** START Excerpted passage **

From both the Cargo team and the community, there has long been an interest to having cargo generate-like templates in cargo new (Feature request: Cargo templates · Issue #5151 · rust-lang/cargo · GitHub). However, this is not trivial and has needed someone to work through problems like:

  • Working out the template language to pull into our compatibility guarantees
  • Deciding on the API surface between cargo new and the template, either being exhaustive or having a plan for evolving it
  • Should we and how do we preserve the "smart" features like auto-inheriting
  • How to handle updating from "living" templates. All of my repos have a common git merge base that is the template and this makes it easy to propagate changes out, like with lints. I couldn't live without it
  • How to handle composition. There are project templates, and package templates and how to allow intermixing of them

On that last point, in other discussions I've realized that there is another layer of templates: API templates. These are not whole-package templates but build-target or even mod-specific templates. You might have a CLI template that gets you started with CLI parser, a logger, etc.You might then have a CLI test template that does end-to-end testing of your CLI, capturing SVG snapshots of the output to preserve the colors. You then might find you need to do file watching so you want to pull in a notify template as a mod.

** END Excerpted passage **

• _Exercise task 1_: Decide whether each statement below agrees with the passage on Cargo templates, answering yes or no and quoting the words of the passage that settle it. (a) Adding cargo-generate-like templates to cargo new is described as trivial. (b) The author's repos all share a common git merge base that is the template. (c) API templates are whole-package templates.
• _Exercise task 2_: Pick up the passage on Cargo templates after its final sentence and continue it.

** START Data shown **

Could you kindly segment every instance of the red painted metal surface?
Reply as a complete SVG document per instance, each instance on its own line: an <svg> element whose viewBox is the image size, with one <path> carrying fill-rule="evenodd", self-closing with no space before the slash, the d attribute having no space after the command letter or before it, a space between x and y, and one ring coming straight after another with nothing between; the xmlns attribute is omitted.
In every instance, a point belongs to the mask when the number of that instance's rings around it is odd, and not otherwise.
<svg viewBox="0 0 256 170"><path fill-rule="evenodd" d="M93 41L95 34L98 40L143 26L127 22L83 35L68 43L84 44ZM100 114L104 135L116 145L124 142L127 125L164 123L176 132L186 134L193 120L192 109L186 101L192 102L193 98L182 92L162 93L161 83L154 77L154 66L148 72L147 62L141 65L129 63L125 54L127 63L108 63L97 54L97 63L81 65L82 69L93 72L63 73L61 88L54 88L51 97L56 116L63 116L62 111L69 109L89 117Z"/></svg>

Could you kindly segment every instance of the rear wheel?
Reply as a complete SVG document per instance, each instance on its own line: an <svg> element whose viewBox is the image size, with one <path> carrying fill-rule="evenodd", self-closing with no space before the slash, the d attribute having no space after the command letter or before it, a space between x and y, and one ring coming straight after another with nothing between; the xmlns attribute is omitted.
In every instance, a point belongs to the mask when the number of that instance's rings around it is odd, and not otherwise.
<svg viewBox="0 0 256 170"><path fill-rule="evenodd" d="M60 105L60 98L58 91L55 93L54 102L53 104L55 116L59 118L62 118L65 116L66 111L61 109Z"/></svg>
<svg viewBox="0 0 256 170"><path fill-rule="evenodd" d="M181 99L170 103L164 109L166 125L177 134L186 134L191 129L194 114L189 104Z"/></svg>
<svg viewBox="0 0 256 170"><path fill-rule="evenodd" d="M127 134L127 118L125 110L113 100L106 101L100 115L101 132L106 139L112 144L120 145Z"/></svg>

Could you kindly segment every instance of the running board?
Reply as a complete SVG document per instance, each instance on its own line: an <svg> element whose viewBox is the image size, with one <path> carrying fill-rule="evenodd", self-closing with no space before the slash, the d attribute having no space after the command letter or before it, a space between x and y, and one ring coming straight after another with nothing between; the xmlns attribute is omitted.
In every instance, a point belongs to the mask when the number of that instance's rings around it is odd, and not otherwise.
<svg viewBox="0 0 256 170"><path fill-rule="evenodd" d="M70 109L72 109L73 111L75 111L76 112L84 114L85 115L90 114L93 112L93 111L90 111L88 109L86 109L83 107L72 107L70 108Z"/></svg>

** END Data shown **

• _Task output 1_:
(a) No: "However, this is not trivial"
(b) Yes: "All of my repos have a common git merge base that is the template"
(c) No: "These are not whole-package templates but build-target or even mod-specific templates"

• _Task output 2_:
My idea has two parts:

  • cargo new becomes additive, allowing cargo new --lib when there is already a package present, adding a lib
  • We allow specifying a package's examples as your src/lib.rs or src/main.rs. Even better if it could also be build.rs and tests/foo.rs. Amazing if we could also do src/foo/mod.rs.

This way you can pull in examples as you need the behavior and then start editing from there to get what you want.

If we limit this to examples you already have as dependencies, then we could look at the examples required-features and automatically add the features and dependencies that that activates. An example can also rely on dev-dependencies but we don't have a good story for detecting which are relevant and likely would have to just let those example-templates be broken.

Limiting to existing dependencies makes this a bit easier to operate on. However, if we could find a way to make this also work with any package, then this would be amazing for Cargo Script. A big priority for Cargo Script is that it should be light weight enough not to need cargo new support. I've intentionally avoided it to help draw attention to the pain points involved in hand writing them so we can address them.

However, if cargo new could give you more than

#!/usr/bin/env cargo
---
package.edition = "2024"
---

fn main() {
}

and instead could give you

#!/usr/bin/env cargo
---
package.edition = "2024"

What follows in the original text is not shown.